- DIRECTIONS
Write out all the data again, exactly as it stands.

- DATA SUPPLIED
>>

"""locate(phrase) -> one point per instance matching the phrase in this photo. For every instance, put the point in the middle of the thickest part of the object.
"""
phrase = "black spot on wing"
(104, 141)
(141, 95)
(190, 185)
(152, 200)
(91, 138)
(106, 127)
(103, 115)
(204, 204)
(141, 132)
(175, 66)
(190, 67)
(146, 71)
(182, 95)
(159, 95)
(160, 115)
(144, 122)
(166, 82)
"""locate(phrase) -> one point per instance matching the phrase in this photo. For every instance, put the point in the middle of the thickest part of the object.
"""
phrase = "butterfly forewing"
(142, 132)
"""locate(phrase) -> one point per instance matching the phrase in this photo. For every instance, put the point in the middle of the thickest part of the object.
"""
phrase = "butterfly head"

<<

- EXERCISE OUTPUT
"""locate(phrase) -> one point per instance matching the phrase in this photo. For every instance, put the point in the middle of the thickest part of the object.
"""
phrase = "black spot on wing"
(104, 141)
(141, 95)
(190, 185)
(152, 200)
(91, 138)
(106, 127)
(103, 115)
(204, 204)
(141, 132)
(175, 66)
(190, 67)
(146, 71)
(182, 95)
(159, 95)
(160, 115)
(144, 122)
(166, 82)
"""locate(phrase) -> one point per instance matching the phrase in this photo. For every instance, put the point in the middle of the thickest part of the object.
"""
phrase = "butterfly forewing"
(142, 132)
"""locate(phrase) -> one point per instance matching the phrase in this photo. For every instance, put the point in the middle of the thickest part of the object.
"""
phrase = "butterfly head"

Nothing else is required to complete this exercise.